- Textabschnitt
● ● ●

# 750000 € gewonnen !



## arttoseo (28 April 2008)

Habe heute diese E-Mail in meinem Postfach gefunden. Kann ich die jetzt anzeigen oder was würdest Ihr mir empfehlen?
Ist doch blanker Internet Betrug sowas!


> Bestätigungs-E-Mail-Ticket-Nummer: SP338-634
> Lotterie Euro / Internationalen E-Mail-Programm Gewinnspiele
> Dies ist zu informieren, dass Sie Ihre E-Mail-Adresse beigefügt
> Zu einem Ticket-Nummer (SP338-634) gewann den Preis Sum
> ...


----------



## Unregistriert (28 April 2008)

*AW: 750000 € gewonnen !*

Schon mal was von SPAM gehört ?


----------



## Fidul (29 April 2008)

*AW: 750000 € gewonnen !*

Klassische Nigeria-Lotterie.

● ● ●

Gib den Forumsthread oben über die angebliche Gewinn-E-Mail vollständig und wortgetreu aus.

● ● ●

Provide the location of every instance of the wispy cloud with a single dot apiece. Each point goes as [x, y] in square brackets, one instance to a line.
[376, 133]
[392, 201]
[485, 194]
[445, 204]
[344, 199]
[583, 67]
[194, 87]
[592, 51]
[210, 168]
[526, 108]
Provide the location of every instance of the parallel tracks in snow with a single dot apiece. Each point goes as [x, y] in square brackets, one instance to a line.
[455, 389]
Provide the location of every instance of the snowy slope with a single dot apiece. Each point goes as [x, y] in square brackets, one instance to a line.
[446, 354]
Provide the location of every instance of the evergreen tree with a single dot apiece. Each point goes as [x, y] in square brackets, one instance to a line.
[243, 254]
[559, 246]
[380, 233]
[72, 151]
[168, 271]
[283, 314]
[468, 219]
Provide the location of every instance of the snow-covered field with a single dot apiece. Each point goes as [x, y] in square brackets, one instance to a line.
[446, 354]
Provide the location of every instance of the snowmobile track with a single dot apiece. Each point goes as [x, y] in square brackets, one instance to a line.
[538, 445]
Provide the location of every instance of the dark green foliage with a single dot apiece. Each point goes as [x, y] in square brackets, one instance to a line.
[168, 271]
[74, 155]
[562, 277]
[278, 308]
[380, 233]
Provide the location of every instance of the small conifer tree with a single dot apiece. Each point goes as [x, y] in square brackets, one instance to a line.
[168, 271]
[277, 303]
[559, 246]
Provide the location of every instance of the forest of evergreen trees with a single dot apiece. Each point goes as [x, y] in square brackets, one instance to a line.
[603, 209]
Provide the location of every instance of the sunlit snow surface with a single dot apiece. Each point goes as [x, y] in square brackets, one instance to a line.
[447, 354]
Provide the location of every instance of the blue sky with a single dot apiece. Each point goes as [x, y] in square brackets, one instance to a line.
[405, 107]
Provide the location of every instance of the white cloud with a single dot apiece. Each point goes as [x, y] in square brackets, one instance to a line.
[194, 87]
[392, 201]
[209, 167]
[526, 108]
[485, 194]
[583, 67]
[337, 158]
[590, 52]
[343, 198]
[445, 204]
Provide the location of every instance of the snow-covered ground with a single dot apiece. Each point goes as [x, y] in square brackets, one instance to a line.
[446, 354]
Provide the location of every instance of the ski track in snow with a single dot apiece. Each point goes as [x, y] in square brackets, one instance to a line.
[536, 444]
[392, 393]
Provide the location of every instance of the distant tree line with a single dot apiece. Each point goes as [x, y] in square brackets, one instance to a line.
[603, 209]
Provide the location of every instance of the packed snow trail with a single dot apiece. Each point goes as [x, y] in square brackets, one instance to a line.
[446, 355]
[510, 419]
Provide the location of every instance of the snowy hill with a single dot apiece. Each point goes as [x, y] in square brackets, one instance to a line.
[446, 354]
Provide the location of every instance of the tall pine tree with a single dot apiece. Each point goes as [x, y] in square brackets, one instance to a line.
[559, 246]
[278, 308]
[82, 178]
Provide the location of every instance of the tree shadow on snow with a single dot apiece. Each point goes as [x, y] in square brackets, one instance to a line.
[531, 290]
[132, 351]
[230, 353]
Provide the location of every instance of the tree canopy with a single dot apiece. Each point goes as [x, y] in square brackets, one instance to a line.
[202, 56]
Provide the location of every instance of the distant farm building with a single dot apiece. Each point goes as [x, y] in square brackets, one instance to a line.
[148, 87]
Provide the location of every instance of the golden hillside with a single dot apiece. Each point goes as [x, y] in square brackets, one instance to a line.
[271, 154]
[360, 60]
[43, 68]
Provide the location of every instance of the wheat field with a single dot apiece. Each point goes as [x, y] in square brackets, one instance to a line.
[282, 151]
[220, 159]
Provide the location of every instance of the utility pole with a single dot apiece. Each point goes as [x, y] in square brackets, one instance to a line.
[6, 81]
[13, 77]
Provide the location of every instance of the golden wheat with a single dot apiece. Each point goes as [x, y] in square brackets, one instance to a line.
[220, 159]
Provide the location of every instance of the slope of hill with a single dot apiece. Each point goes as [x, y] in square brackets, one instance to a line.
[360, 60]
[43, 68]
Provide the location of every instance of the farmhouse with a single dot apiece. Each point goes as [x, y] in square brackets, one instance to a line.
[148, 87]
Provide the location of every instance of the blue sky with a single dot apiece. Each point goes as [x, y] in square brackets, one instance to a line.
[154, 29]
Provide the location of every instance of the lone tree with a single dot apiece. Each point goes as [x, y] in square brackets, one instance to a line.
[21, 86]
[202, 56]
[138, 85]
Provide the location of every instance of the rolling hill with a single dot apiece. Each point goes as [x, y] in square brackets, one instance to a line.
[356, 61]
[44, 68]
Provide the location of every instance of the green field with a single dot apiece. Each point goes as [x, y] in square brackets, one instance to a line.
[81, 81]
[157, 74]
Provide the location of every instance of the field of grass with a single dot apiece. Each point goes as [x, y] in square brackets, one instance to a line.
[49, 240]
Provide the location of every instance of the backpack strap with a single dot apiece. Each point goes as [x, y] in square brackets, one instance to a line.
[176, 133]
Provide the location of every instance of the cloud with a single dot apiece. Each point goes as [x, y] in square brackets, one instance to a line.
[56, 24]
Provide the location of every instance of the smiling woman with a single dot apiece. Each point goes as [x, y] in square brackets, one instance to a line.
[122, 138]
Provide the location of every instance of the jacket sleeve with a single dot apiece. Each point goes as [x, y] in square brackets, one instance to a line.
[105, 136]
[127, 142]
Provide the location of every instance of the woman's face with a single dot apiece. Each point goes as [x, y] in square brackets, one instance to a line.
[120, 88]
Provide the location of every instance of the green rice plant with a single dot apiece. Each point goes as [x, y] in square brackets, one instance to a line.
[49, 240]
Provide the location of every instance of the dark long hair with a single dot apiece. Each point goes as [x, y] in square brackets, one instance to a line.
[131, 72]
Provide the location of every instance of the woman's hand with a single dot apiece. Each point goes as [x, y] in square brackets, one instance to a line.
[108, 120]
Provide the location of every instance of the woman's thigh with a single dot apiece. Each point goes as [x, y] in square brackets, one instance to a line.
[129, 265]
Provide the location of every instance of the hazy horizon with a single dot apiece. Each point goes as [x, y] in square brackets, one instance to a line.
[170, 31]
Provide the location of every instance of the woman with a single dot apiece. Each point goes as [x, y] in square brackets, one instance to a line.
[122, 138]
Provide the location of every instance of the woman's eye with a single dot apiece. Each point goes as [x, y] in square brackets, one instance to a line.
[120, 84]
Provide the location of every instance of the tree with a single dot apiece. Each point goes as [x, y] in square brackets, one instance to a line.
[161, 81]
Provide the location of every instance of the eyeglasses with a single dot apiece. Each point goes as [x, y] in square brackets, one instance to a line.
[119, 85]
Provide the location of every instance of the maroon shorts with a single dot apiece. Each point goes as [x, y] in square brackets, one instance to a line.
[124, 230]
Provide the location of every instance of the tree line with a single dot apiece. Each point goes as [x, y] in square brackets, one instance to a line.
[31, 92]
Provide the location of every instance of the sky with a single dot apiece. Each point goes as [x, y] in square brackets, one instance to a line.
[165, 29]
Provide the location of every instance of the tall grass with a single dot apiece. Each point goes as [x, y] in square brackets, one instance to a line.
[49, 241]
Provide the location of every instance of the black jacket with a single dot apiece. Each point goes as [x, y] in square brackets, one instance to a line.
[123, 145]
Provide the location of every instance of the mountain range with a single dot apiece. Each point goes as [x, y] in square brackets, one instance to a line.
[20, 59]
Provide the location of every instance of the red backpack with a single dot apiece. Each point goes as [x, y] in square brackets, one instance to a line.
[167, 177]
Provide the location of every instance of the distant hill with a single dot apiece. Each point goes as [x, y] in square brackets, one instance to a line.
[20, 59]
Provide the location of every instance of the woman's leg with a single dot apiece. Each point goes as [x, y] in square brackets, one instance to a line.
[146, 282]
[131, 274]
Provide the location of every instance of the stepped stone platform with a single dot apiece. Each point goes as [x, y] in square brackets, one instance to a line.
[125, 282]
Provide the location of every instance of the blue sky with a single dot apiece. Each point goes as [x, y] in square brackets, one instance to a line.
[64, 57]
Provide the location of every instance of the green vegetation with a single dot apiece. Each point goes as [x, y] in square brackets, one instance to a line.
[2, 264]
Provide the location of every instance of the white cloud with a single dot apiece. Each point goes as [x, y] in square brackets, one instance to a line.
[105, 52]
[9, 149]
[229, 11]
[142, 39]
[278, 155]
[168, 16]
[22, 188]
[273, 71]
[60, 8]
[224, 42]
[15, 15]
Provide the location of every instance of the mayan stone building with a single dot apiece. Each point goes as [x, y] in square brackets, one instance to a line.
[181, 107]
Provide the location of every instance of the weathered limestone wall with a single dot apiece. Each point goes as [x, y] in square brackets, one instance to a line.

● ● ●

- Lösung
# 750000 € gewonnen !



## arttoseo (28 April 2008)

Habe heute diese E-Mail in meinem Postfach gefunden. Kann ich die jetzt anzeigen oder was würdest Ihr mir empfehlen?
Ist doch blanker Internet Betrug sowas!


> Bestätigungs-E-Mail-Ticket-Nummer: SP338-634
> Lotterie Euro / Internationalen E-Mail-Programm Gewinnspiele
> Dies ist zu informieren, dass Sie Ihre E-Mail-Adresse beigefügt
> Zu einem Ticket-Nummer (SP338-634) gewann den Preis Sum
> ...


----------



## Unregistriert (28 April 2008)

*AW: 750000 € gewonnen !*

Schon mal was von SPAM gehört ?


----------



## Fidul (29 April 2008)

*AW: 750000 € gewonnen !*

Klassische Nigeria-Lotterie.